** Given exercise **
Write out the records below as a numbered list, one line per number. Leave out any blank lines.

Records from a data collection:
"""
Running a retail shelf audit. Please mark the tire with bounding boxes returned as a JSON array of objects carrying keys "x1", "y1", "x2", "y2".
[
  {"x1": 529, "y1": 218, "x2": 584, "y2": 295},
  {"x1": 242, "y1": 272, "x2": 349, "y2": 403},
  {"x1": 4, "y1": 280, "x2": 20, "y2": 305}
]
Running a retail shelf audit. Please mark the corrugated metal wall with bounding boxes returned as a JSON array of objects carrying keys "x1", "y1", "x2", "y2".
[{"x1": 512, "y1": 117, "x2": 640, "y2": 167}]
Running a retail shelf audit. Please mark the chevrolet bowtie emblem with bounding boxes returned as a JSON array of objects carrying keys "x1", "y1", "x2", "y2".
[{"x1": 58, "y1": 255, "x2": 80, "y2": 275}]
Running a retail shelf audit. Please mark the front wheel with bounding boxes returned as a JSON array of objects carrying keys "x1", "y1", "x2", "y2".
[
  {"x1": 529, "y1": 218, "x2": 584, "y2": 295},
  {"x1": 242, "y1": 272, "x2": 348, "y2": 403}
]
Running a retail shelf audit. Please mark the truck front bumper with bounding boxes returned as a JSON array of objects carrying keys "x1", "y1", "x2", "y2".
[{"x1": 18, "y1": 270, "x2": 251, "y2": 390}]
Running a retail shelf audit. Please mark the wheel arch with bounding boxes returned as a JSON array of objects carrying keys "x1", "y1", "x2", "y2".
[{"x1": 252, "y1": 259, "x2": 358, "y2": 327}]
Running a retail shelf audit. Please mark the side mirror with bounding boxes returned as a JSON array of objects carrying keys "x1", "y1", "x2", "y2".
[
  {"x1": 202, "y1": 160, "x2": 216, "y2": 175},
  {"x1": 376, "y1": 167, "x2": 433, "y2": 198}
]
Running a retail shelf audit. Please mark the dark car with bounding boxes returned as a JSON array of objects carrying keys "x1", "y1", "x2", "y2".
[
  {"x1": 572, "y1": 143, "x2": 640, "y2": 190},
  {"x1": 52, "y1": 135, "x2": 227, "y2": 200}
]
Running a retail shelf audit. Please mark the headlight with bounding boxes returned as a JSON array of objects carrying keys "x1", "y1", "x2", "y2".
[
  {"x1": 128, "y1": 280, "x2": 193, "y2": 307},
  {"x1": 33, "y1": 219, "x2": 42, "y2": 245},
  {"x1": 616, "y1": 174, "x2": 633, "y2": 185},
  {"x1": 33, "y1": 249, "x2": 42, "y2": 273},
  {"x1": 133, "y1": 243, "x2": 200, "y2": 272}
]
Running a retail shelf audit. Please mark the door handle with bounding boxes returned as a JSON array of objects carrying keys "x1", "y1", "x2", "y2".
"""
** Written reply **
1. Running a retail shelf audit. Please mark the tire with bounding boxes returned as a JSON array of objects carrying keys "x1", "y1", "x2", "y2".
2. [
3.   {"x1": 529, "y1": 218, "x2": 584, "y2": 295},
4.   {"x1": 242, "y1": 272, "x2": 349, "y2": 403},
5.   {"x1": 4, "y1": 280, "x2": 20, "y2": 305}
6. ]
7. Running a retail shelf audit. Please mark the corrugated metal wall with bounding boxes returned as a JSON array of objects carrying keys "x1", "y1", "x2", "y2".
8. [{"x1": 512, "y1": 117, "x2": 640, "y2": 167}]
9. Running a retail shelf audit. Please mark the chevrolet bowtie emblem with bounding boxes returned as a JSON array of objects carrying keys "x1", "y1", "x2", "y2".
10. [{"x1": 58, "y1": 255, "x2": 80, "y2": 275}]
11. Running a retail shelf audit. Please mark the front wheel with bounding boxes returned as a JSON array of objects carrying keys "x1", "y1", "x2", "y2".
12. [
13.   {"x1": 529, "y1": 218, "x2": 584, "y2": 295},
14.   {"x1": 242, "y1": 272, "x2": 348, "y2": 403}
15. ]
16. Running a retail shelf audit. Please mark the truck front bumper with bounding boxes returned as a JSON array of objects carrying keys "x1", "y1", "x2", "y2".
17. [{"x1": 18, "y1": 270, "x2": 251, "y2": 390}]
18. Running a retail shelf audit. Please mark the wheel arch with bounding boxes returned as a JSON array of objects carrying keys "x1", "y1", "x2", "y2".
19. [{"x1": 252, "y1": 259, "x2": 358, "y2": 327}]
20. Running a retail shelf audit. Please mark the side mirror with bounding boxes returned as a JSON array of objects carrying keys "x1", "y1", "x2", "y2".
21. [
22.   {"x1": 202, "y1": 160, "x2": 216, "y2": 175},
23.   {"x1": 376, "y1": 167, "x2": 433, "y2": 198}
24. ]
25. Running a retail shelf audit. Please mark the dark car with bounding boxes returned as a JSON array of objects carrying keys "x1", "y1", "x2", "y2".
26. [
27.   {"x1": 572, "y1": 143, "x2": 640, "y2": 190},
28.   {"x1": 52, "y1": 135, "x2": 227, "y2": 200}
29. ]
30. Running a retail shelf audit. Please mark the headlight with bounding boxes returned as a JSON array of objects carrying keys "x1", "y1", "x2", "y2".
31. [
32.   {"x1": 128, "y1": 280, "x2": 193, "y2": 307},
33.   {"x1": 33, "y1": 219, "x2": 42, "y2": 245},
34.   {"x1": 616, "y1": 174, "x2": 633, "y2": 185},
35.   {"x1": 33, "y1": 249, "x2": 42, "y2": 273},
36.   {"x1": 133, "y1": 243, "x2": 200, "y2": 272}
37. ]
38. Running a retail shelf audit. Please mark the door handle with bounding boxes returned as a JSON array of objects carrying keys "x1", "y1", "x2", "y2".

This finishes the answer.